**Page text**

== Segment start ==

KAT2-mediated acetylation switches the mode of PALB2 chromatin association to safeguard genome integrity

The tumour suppressor PALB2 stimulates RAD51-mediated homologous recombination (HR) repair of DNA damage, whilst its steady-state association with active genes protects these loci from replication stress. Here, we report that the lysine acetyltransferases 2A and 2B (KAT2A/2B, also called GCN5/PCAF), two well-known transcriptional regulators, acetylate a cluster of seven lysine residues (7K-patch) within the PALB2 chromatin association motif (ChAM) and, in this way, regulate context-dependent PALB2 binding to chromatin. In unperturbed cells, the 7K-patch is targeted for KAT2A/2B-mediated acetylation, which in turn enhances the direct association of PALB2 with nucleosomes. Importantly, DNA damage triggers a rapid deacetylation of ChAM and increases the overall mobility of PALB2. Distinct missense mutations of the 7K-patch render the mode of PALB2 chromatin binding, making it either unstably chromatin-bound (7Q) or randomly bound with a reduced capacity for mobilisation (7R). Significantly, both of these mutations confer a deficiency in RAD51 foci formation and increase DNA damage in S phase, leading to the reduction of overall cell survival. Thus, our study reveals that acetylation of the ChAM 7K-patch acts as a molecular switch to enable dynamic PALB2 shuttling for HR repair while protecting active genes during DNA replication.

== Segment end ==

**Dataset entries**
== Segment start ==

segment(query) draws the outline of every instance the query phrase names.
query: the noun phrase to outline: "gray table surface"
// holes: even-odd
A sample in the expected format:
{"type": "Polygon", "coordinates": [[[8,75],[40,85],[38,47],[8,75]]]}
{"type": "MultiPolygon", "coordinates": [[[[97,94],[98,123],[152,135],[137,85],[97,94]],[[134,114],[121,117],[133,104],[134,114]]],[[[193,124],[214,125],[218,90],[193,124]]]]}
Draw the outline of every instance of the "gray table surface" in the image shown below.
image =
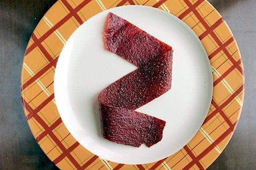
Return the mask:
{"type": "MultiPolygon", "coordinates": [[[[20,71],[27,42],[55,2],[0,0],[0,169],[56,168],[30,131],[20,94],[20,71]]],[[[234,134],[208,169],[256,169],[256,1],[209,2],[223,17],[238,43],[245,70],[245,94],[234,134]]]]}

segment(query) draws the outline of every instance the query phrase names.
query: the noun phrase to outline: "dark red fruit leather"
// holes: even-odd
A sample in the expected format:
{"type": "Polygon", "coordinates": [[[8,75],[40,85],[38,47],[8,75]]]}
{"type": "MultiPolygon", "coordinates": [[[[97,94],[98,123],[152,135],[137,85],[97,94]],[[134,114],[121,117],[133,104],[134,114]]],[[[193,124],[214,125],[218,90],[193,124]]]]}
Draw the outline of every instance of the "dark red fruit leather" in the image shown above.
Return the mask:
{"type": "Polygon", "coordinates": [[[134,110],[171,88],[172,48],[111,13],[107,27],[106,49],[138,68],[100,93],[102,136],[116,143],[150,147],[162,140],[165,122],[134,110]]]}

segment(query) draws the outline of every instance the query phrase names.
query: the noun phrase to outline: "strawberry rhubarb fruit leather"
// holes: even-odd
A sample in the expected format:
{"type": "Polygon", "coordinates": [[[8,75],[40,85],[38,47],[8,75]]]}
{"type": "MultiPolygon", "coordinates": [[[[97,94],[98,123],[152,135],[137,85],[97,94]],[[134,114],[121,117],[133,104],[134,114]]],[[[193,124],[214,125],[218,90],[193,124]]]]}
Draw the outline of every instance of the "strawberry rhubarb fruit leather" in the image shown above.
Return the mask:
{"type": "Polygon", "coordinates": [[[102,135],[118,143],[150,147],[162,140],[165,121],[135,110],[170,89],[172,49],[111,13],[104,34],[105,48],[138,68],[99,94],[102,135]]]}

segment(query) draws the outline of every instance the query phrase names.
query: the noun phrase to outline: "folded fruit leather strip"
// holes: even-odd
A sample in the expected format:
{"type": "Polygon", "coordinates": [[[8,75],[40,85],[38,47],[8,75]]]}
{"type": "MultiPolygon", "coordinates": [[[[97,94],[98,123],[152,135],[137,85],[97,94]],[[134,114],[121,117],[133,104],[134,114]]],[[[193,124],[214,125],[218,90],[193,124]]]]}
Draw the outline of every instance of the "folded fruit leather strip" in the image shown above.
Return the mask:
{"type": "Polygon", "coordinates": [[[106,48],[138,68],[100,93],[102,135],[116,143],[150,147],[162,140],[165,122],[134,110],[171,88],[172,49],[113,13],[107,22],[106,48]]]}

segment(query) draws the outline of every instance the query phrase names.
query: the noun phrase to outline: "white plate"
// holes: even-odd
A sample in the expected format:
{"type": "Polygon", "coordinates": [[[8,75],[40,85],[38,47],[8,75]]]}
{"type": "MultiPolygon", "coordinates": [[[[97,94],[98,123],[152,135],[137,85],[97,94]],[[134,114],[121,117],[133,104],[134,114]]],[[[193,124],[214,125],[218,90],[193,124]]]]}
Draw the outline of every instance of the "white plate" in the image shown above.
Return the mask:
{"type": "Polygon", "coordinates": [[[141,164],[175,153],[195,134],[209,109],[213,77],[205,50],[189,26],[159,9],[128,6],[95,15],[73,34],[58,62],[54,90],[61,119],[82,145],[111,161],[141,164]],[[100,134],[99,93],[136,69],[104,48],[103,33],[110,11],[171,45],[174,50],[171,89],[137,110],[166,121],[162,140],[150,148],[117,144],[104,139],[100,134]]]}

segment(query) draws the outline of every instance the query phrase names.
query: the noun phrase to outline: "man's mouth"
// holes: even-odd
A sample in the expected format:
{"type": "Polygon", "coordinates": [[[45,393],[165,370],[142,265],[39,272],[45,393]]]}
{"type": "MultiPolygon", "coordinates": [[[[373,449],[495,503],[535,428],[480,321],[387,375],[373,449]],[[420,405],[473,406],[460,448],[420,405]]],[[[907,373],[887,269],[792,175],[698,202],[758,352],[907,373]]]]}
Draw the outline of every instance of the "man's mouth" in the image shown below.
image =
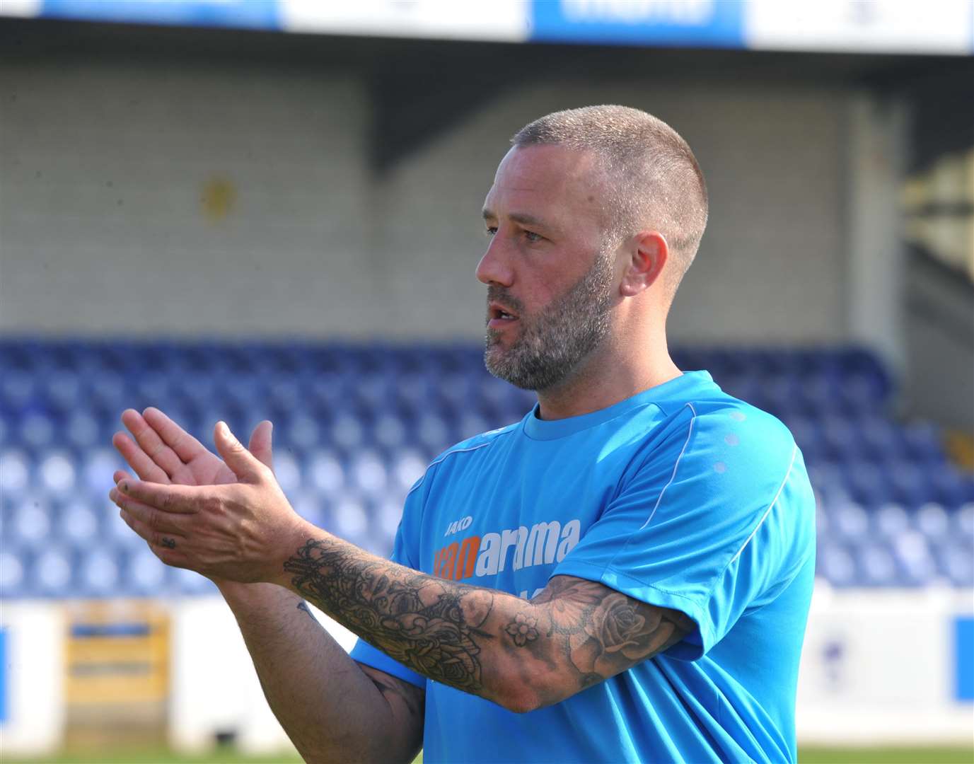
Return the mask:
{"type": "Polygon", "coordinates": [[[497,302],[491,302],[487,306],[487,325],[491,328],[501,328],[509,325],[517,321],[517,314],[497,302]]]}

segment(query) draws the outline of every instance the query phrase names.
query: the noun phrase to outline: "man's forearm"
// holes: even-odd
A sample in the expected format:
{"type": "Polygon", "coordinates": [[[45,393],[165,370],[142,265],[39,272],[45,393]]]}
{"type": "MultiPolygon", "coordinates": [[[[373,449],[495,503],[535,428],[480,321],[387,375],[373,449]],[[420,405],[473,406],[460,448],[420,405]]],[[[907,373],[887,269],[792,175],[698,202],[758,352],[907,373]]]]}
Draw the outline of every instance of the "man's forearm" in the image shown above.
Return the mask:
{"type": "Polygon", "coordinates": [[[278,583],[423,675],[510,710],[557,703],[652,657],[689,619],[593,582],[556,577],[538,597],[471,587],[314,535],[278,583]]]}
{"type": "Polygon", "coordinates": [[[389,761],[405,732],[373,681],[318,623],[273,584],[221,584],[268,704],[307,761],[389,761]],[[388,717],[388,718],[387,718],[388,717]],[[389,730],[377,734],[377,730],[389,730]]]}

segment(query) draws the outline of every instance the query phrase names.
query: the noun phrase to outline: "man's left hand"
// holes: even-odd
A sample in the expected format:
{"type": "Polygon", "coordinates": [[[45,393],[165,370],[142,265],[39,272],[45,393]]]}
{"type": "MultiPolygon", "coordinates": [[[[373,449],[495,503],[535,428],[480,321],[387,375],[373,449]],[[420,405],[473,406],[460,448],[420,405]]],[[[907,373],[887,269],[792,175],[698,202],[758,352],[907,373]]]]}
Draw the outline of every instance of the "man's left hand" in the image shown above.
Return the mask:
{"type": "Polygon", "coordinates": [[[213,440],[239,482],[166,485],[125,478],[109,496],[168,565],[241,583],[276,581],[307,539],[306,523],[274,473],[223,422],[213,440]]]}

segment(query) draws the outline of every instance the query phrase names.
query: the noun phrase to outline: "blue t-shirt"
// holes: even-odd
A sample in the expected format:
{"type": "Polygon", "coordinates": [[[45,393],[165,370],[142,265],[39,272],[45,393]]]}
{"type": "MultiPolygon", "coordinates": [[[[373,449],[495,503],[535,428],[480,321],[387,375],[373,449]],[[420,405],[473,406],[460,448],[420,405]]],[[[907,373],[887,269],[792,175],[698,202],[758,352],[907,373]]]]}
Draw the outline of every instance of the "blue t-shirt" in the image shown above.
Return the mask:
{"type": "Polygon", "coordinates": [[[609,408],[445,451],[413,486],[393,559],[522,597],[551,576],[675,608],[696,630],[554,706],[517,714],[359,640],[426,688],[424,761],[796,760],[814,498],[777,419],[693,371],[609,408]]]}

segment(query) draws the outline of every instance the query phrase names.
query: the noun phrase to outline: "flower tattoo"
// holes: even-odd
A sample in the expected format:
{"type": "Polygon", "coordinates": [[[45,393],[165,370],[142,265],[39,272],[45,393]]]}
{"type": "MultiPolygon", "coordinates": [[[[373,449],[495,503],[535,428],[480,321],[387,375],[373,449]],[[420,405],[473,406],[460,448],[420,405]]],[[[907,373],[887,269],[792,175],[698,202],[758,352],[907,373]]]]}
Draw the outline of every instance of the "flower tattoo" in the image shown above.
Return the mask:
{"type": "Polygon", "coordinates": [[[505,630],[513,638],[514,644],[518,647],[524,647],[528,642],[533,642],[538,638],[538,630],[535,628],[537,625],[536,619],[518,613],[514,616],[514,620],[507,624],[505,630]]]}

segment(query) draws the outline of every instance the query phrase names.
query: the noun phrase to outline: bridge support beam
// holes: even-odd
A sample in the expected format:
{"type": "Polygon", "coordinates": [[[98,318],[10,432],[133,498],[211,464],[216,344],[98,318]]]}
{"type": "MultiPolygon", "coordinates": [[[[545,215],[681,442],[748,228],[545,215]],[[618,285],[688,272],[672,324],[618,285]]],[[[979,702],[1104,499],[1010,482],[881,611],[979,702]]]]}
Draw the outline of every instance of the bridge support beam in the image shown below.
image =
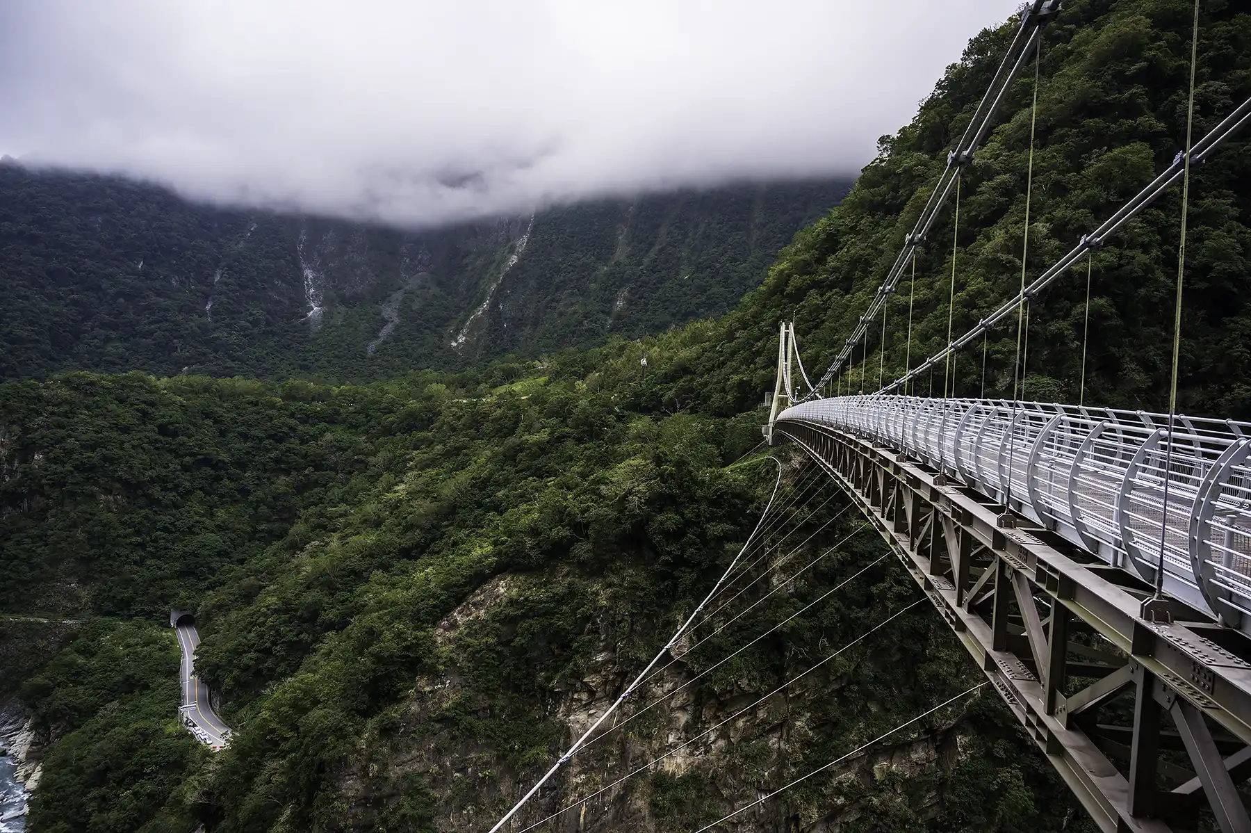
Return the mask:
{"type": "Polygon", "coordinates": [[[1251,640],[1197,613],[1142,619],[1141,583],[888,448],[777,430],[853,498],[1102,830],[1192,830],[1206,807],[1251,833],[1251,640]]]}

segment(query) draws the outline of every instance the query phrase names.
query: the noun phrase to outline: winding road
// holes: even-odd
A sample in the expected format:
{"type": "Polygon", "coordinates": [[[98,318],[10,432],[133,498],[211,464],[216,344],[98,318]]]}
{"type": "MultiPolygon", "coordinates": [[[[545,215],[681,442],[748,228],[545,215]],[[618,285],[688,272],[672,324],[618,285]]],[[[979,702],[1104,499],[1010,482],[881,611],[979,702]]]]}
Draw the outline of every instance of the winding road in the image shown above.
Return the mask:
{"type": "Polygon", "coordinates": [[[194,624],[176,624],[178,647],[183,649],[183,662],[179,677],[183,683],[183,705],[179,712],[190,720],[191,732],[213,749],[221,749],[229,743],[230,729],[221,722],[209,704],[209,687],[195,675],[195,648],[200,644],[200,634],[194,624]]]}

== Segment end ==

**Check your understanding**
**1)** List every consequence that the abstract on PALB2 acetylation attributes to both of the 7K-patch mutations.
**2)** Pick up the abstract on KAT2-mediated PALB2 acetylation after its final sentence and continue the text.

**Outputs in order**
**1)**
- A deficiency in RAD51 foci formation
- Increased DNA damage in S phase
- Reduced overall cell survival

**2)**
Automated summary

The tumour suppressor PALB2 stimulates homologous recombination (HR) repair of DNA damage and protects active genes during DNA replication. Acetylation of the 7K-patch within the PALB2 chromatin association motif (ChAM) by KAT2A/2B enhances PALB2's association with nucleosomes. DNA damage triggers deacetylation of ChAM and increases PALB2's mobility. Mutations in the 7K-patch affect PALB2's chromatin binding, leading to defects in RAD51 foci formation and decreased cell survival.